Document text:
──────────

# Spider Rigging or Side Pulling for Crappie



## papaperch

Been expeirmenting the last two years 2005 , 2006 with spider rigging. Although slip bobbers still is my favorite method this side pullin is starting to win me over. Give me a stump field that I don't know and I found out that side pulling is the way to find them. Only lake I have seen others doing this is Mosquito. I'm sure others are using this southern technique but it sure isn't as popular here as the southern states.

Went so far as to mount my electric trolling motor on the side of the boat an old bow mount. This year am going to mount my minn-kota auto-pilot to further the ease of fishing this style. Here are some observations on this style.

1. Crappies tend to be larger overall as opposed to other styles of fishing with the exception of trolling crankbaits.
2. Tendency to catch non-target species greater using this method especially walleyes and larger perch.
3. After fishing an area anchored with slip bobbers and almost ready to give up , saved the day by using this method and at least boated enough to make the trip worthwhile.
4. Calmer days seem to be the most productive but have done good on choppy days.
5. Real stiff winds makes me go back to the anchor as boat control becomes a nightmare. ( auto-pilot may help this )
6. Usually use jigs tipped with minnows but twister tails and real small crank baits such as Yo-Zuri snap beans and pins minnows , have shown a lot of promise. 
7. Two rod limit ( Ohio fishing regulation ) puts a little crimp in this style. Noticed when with a partner finding the magic depth is easier and faster. 
8. The 10' to 22' range is the most productive overall for this style of fishing. Rule of thumb darker the day they are up higher brighter the day the deeper. But you have to try all at start of day because fish don't always do what they are supposed to. As my one friend likes to say " they must not read that book you have."
9. Long limber rods are needed as are quality rod holders. Noodle rods are excellent choices.

──────────

Given information:
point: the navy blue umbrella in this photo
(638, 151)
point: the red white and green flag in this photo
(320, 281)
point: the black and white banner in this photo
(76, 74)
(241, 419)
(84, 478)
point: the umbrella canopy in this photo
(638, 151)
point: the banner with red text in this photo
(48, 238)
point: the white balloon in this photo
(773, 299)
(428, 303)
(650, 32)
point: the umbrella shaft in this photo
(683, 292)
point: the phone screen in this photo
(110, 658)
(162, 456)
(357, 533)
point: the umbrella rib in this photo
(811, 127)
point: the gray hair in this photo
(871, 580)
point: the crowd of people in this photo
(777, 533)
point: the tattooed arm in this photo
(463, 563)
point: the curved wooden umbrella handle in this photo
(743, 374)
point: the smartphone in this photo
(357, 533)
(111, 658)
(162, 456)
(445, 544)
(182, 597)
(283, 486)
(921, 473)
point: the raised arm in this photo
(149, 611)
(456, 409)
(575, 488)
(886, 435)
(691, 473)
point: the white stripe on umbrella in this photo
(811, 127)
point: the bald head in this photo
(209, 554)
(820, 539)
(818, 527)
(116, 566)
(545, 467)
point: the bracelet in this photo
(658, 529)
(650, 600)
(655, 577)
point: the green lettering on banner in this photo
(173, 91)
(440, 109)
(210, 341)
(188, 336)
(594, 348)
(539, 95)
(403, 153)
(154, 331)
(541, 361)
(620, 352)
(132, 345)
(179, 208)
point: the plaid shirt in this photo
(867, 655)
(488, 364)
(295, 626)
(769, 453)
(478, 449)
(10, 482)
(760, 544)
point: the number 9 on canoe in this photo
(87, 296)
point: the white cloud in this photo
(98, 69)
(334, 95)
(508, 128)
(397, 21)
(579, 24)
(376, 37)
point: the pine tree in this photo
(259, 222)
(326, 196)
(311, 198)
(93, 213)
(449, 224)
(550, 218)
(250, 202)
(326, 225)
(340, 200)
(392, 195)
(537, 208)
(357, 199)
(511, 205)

──────────

Exercise requirements:
1. Retype the crappie fishing post word for word, from "# Spider Rigging" to "of trolling crankbaits.".
2. In the crappie fishing post, what depth range is named as the most productive overall for side pulling?
3. Carry on writing the crappie fishing post from the point where it stops.

Answers by task:
1.
# Spider Rigging or Side Pulling for Crappie



## papaperch

Been expeirmenting the last two years 2005 , 2006 with spider rigging. Although slip bobbers still is my favorite method this side pullin is starting to win me over. Give me a stump field that I don't know and I found out that side pulling is the way to find them. Only lake I have seen others doing this is Mosquito. I'm sure others are using this southern technique but it sure isn't as popular here as the southern states.

Went so far as to mount my electric trolling motor on the side of the boat an old bow mount. This year am going to mount my minn-kota auto-pilot to further the ease of fishing this style. Here are some observations on this style.

1. Crappies tend to be larger overall as opposed to other styles of fishing with the exception of trolling crankbaits.

2. The 10' to 22' range.

3.
10. Along with depth , speed is also important, sometimes they want it crawling and other times they want it moving at a pretty good clip.
11. Use at least two hooks per rod about 12-18" apart. Take note which hook is catching the most fish and you will have the magic depth. 
12. Surveying the area with quality fish finder prior to actually fishing it helps in locating the best area to pull in. I usually look for marks real close to stumps. Seems the tighter they are to the stumps the more active they are.
13. I like to use markers to lay out an area but only if boat traffic is really light. Too many beginner fishermen assume that you are laying the area out for them and promptly anchor in the middle of my four markers.

If any of you fish this method let me know what you have found out. If you would like to learn drop me a pm and we can hook up starting after ice is off.


----------



## steelheadBob

the reason you havnt seen alot of people doing the spidar thing is because its against the law in ohio, you can only use two rods, with no more than three hooks per line. If watercraft or odnr see's you, youll be working another job to pay off the fine, which i do beleave they'll fine you for each rod in the water. My dad got busted a couple years ago at berlin using 4 rods crappie fishing and he had to pay a couple hundred bucks.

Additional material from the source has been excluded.